Extracted data
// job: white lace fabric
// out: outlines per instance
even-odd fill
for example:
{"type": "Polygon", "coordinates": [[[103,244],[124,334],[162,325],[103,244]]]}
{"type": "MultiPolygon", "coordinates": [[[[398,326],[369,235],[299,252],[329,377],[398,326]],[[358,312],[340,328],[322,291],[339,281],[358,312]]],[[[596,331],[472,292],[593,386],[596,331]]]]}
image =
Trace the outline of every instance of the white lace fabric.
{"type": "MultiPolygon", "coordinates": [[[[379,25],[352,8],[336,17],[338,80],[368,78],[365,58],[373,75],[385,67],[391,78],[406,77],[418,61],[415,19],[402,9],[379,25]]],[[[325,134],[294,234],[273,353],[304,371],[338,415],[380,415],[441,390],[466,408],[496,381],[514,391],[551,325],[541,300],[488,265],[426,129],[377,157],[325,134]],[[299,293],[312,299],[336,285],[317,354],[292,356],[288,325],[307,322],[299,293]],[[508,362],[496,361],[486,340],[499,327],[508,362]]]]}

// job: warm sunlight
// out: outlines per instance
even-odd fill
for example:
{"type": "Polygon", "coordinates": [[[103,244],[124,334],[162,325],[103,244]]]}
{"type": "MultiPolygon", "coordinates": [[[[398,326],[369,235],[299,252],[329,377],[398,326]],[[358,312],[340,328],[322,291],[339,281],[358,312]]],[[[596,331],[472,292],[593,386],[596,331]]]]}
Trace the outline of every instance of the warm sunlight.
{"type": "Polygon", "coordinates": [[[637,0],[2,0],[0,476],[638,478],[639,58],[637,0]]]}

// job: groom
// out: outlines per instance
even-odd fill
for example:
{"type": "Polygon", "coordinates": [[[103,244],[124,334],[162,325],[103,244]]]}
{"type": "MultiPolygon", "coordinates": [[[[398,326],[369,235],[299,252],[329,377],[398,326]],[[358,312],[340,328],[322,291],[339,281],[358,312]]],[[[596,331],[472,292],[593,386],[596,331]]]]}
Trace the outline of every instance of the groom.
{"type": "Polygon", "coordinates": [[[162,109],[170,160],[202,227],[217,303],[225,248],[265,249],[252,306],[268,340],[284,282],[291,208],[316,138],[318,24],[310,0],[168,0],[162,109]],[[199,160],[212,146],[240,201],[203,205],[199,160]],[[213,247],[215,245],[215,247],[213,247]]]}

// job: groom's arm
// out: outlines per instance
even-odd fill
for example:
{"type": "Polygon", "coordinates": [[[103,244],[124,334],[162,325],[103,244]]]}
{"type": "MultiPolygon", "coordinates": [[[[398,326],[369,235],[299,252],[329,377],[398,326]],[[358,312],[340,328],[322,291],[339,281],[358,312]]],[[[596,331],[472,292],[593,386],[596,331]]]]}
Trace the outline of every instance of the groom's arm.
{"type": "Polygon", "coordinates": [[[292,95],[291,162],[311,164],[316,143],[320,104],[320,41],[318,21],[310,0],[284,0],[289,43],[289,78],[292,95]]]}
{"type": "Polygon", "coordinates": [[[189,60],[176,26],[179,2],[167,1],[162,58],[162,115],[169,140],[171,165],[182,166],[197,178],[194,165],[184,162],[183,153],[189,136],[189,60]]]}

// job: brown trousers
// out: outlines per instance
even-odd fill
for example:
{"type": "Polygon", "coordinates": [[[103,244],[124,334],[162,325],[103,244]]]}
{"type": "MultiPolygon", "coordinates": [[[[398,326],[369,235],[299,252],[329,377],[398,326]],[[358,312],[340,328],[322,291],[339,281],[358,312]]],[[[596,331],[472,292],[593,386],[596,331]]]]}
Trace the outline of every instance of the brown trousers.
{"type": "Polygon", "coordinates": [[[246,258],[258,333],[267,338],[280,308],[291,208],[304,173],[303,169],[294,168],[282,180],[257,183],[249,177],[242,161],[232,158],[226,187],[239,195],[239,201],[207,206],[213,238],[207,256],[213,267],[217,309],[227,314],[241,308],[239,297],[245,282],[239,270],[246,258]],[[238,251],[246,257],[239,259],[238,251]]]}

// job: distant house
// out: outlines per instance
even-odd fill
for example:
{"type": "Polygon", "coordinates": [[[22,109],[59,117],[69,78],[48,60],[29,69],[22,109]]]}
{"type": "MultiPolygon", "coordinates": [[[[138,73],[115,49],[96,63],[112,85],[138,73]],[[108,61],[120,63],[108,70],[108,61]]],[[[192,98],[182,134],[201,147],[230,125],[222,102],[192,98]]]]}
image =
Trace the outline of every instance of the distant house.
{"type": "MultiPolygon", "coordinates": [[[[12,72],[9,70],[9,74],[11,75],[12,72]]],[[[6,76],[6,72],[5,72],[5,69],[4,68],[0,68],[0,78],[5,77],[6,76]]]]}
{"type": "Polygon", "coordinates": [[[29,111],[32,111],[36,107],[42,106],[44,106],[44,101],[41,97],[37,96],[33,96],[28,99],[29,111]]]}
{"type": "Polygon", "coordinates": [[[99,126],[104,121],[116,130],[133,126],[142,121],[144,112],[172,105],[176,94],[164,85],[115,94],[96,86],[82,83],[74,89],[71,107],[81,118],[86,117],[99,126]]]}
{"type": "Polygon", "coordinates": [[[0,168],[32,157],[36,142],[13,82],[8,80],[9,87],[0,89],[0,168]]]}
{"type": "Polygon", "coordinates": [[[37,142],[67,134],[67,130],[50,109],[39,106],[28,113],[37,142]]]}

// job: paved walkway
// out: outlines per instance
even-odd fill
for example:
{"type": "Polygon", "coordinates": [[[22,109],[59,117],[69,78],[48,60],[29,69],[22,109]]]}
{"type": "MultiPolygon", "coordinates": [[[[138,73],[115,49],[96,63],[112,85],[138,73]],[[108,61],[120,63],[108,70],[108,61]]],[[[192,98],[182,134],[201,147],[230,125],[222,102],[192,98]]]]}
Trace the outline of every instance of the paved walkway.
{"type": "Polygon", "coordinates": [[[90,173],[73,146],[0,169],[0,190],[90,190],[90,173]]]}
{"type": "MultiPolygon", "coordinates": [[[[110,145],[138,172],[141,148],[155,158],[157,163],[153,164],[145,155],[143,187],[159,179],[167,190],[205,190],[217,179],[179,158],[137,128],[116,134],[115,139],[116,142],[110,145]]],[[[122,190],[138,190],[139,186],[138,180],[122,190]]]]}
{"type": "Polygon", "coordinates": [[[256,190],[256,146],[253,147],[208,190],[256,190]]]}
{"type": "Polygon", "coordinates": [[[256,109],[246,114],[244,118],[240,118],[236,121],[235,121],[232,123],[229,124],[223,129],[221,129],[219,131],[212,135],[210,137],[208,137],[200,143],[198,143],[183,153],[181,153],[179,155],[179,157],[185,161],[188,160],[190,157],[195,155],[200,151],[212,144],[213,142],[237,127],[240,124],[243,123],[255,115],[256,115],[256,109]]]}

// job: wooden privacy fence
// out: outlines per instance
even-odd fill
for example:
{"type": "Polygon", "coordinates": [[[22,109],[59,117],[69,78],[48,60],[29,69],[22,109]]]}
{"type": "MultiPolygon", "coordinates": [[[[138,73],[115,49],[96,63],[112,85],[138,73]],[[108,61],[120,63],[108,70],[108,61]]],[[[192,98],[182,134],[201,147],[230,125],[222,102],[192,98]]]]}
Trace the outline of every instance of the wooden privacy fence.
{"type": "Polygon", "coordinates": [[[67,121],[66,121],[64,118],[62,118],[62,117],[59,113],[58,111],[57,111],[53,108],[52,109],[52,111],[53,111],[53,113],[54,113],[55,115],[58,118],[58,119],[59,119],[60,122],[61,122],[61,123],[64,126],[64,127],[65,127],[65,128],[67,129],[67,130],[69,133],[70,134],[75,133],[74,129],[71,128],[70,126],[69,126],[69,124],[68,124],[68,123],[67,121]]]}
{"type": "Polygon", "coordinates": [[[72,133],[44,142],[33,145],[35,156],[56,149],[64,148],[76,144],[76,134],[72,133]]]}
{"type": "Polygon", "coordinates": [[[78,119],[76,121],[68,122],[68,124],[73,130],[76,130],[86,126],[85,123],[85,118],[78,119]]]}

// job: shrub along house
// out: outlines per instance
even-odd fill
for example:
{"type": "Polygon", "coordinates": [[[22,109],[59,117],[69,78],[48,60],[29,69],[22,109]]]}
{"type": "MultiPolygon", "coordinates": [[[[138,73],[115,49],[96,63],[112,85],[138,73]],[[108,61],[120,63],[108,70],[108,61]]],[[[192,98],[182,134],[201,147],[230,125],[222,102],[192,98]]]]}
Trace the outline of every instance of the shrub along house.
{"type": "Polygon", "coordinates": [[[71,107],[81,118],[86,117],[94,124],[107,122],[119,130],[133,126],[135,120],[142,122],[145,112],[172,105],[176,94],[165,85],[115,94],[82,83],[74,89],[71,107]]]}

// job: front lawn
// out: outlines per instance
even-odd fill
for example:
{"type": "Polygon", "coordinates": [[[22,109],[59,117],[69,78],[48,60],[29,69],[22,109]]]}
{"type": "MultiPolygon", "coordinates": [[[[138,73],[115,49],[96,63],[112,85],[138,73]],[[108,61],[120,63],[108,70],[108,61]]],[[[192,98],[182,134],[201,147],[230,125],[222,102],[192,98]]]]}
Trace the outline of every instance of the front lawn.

Short exercise
Set down, word for word, every line from the line that holds "job: front lawn" to the end of the entries above, including both ends.

Exercise output
// job: front lawn
// out: outlines per instance
even-odd fill
for example:
{"type": "Polygon", "coordinates": [[[22,109],[59,117],[69,78],[48,60],[29,69],[22,109]]]}
{"type": "MultiPolygon", "coordinates": [[[[138,73],[115,49],[96,63],[112,85],[138,73]],[[108,61],[120,63],[108,70],[108,61]]],[[[192,98],[182,134],[201,147],[230,125],[222,102],[192,98]]]]}
Trace the outline of every instance of the front lawn.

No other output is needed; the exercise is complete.